-- Begin Material for this task --

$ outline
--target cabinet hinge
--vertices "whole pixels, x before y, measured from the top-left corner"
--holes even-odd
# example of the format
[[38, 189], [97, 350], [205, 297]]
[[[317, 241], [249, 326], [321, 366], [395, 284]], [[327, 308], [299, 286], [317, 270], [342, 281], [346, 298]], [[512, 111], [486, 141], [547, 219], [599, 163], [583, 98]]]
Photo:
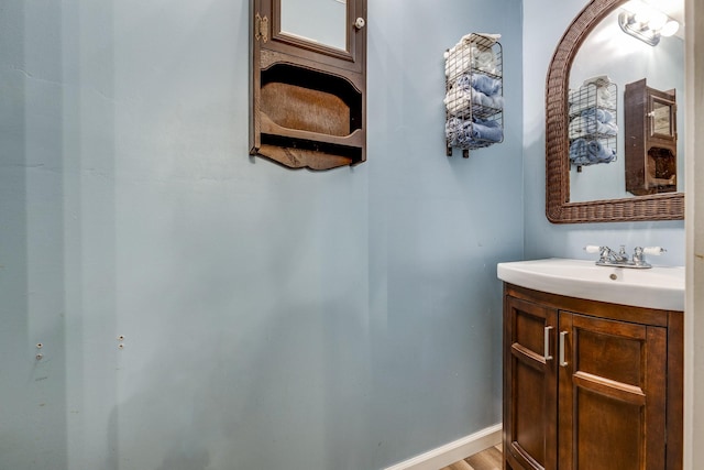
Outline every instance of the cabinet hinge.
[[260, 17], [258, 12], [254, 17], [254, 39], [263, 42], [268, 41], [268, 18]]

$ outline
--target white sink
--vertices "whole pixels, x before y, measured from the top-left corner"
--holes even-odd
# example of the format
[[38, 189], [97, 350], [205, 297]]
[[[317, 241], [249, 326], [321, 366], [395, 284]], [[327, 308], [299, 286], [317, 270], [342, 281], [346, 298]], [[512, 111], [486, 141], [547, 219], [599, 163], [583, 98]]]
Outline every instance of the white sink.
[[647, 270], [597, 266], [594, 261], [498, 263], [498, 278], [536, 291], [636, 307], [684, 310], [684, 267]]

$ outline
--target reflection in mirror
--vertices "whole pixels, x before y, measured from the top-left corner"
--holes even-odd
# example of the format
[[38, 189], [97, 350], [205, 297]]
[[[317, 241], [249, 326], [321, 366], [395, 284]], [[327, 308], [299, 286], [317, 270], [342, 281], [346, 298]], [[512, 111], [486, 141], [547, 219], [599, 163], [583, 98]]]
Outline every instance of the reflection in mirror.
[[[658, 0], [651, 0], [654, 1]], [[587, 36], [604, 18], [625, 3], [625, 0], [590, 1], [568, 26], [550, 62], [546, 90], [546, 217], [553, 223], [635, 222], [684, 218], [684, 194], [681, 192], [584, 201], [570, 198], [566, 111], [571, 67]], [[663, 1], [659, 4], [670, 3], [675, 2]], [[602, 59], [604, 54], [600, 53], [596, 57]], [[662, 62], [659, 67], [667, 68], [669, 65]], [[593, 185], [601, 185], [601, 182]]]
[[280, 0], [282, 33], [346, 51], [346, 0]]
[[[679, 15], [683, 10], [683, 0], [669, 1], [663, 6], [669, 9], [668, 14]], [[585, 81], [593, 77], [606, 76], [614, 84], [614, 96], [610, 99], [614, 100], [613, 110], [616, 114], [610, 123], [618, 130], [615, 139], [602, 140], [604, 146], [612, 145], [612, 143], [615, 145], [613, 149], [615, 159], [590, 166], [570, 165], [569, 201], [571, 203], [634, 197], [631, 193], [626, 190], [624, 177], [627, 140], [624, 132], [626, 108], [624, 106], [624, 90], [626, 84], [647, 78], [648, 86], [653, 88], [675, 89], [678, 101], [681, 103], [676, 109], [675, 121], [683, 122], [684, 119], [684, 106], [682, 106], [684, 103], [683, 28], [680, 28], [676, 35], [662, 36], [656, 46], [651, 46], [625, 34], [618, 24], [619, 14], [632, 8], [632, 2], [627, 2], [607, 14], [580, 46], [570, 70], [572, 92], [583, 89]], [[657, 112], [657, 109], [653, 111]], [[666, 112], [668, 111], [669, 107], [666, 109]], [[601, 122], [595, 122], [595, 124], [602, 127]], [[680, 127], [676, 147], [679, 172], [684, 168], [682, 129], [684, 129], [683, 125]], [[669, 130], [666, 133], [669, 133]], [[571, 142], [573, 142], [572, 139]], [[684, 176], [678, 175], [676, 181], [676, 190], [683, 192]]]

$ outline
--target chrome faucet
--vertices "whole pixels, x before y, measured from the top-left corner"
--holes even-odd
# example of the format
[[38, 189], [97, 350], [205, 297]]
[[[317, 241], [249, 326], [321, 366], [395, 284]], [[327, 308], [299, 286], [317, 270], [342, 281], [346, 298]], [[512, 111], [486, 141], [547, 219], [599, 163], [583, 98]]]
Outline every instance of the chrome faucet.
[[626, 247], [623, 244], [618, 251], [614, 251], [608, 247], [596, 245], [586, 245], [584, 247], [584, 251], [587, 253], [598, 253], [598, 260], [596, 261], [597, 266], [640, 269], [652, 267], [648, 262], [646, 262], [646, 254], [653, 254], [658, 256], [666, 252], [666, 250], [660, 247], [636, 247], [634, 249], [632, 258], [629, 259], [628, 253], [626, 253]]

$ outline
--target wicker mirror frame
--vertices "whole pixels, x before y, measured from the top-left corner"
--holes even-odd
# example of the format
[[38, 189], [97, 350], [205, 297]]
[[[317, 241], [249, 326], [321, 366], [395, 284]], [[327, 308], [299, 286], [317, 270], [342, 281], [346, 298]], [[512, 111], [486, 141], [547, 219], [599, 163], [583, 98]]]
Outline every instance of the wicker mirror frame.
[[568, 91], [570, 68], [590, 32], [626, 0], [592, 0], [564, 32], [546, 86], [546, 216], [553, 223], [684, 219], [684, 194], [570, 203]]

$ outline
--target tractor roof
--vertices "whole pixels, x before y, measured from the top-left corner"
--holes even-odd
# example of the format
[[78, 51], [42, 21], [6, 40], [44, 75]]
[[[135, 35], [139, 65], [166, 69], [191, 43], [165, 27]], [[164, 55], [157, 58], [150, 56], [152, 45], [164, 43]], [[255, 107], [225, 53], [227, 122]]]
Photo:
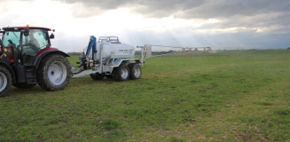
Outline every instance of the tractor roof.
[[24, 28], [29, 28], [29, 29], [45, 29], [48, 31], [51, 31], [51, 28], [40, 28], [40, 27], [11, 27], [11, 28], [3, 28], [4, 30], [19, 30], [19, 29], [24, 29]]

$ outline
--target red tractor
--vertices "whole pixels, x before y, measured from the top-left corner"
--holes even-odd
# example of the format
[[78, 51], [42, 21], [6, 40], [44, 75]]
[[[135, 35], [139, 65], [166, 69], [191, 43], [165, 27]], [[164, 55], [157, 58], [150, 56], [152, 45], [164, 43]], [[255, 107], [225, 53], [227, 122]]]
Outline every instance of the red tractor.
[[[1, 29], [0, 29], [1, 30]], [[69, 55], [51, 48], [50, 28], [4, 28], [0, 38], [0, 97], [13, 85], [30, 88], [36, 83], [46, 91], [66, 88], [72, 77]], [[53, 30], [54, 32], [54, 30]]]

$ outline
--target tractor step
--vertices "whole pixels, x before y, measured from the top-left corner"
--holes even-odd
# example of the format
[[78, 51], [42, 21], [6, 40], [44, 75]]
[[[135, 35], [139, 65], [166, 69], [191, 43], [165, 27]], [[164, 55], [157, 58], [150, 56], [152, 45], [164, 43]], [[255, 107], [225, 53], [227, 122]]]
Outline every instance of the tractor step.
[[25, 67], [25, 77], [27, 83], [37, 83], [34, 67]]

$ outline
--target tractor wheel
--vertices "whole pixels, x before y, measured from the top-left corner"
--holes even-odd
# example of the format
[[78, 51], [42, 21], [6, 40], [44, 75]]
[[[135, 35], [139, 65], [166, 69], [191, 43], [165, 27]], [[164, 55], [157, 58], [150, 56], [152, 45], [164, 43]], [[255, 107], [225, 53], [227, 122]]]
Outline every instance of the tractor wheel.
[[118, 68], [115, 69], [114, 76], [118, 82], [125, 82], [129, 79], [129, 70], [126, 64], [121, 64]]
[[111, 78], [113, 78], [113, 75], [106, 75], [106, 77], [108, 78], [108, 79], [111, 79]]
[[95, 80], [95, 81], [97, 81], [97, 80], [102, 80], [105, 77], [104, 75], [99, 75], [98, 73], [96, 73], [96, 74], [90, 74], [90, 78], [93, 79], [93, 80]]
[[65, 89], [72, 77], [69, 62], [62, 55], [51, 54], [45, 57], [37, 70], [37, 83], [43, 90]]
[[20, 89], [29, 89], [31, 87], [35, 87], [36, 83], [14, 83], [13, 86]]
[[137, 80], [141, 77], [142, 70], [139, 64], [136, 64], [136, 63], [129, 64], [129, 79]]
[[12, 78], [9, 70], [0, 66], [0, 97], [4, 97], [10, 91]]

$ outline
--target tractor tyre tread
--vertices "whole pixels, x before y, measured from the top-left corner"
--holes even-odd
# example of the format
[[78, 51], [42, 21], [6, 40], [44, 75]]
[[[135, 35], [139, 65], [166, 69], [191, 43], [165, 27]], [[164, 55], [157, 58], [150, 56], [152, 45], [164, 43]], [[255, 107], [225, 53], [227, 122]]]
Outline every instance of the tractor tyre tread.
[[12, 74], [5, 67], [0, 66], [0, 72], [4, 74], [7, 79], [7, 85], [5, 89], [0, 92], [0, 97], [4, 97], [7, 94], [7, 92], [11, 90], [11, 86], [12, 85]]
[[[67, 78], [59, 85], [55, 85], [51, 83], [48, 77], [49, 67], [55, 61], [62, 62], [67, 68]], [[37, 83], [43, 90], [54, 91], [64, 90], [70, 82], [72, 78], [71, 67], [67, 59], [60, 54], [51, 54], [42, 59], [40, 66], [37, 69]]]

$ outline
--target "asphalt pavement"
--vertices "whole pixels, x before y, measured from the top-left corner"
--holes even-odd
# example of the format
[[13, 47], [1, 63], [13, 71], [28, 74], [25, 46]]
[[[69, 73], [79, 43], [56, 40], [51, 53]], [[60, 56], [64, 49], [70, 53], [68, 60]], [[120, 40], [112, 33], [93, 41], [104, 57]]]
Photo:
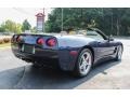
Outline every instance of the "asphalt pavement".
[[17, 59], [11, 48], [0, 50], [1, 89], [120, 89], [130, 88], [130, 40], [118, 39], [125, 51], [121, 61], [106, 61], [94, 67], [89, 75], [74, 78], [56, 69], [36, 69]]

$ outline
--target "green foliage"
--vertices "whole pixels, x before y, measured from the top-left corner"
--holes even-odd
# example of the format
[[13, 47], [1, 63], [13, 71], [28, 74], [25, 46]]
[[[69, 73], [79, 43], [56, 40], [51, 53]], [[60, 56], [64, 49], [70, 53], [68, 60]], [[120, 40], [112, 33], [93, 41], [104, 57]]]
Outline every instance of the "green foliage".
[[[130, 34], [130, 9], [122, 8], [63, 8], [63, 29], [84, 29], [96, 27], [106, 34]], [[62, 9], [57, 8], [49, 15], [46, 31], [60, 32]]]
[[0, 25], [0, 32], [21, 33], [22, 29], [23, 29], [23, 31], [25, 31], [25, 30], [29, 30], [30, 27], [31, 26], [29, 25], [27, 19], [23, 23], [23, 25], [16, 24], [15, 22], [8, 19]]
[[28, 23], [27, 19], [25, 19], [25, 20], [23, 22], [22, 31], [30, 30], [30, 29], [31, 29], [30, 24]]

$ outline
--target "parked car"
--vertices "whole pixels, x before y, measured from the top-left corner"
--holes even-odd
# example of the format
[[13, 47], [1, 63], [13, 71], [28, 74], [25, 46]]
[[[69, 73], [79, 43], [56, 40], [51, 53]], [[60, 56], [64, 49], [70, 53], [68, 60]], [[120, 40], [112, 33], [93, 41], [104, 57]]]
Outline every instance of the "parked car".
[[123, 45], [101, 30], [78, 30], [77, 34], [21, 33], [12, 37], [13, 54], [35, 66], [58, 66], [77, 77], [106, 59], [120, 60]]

-- End Material for this task --

# [Written instruction]
Reproduce the data from its beginning up to and including the line with "310], [684, 267]]", swapping "cabinet hinge" for "door hinge" and keeping everything else the same. Leave the pictures out of your answer.

# [Answer to the problem]
$ outline
--target door hinge
--vertices "whole pixels, x before y, measured from the top-left corner"
--holes even-odd
# example of the format
[[38, 189], [97, 350], [205, 297]]
[[[317, 241], [249, 326], [321, 366], [395, 284]], [[327, 308], [299, 286], [317, 270], [342, 281], [346, 298]], [[512, 111], [486, 141], [547, 219], [599, 163], [583, 98]]]
Photo:
Outline every instance of the door hinge.
[[260, 17], [258, 12], [254, 17], [254, 39], [263, 42], [268, 41], [268, 18]]

$ outline
--target white sink
--vertices "whole pixels, x before y, measured from the top-left corner"
--holes even-odd
# example of the format
[[38, 189], [97, 350], [205, 297]]
[[[317, 241], [249, 326], [321, 366], [395, 284]], [[327, 308], [299, 286], [317, 270], [342, 281], [346, 298]], [[512, 111], [486, 141], [547, 219], [599, 163], [583, 98]]]
Outline every instance of the white sink.
[[647, 270], [597, 266], [594, 261], [498, 263], [498, 278], [536, 291], [636, 307], [684, 310], [684, 267]]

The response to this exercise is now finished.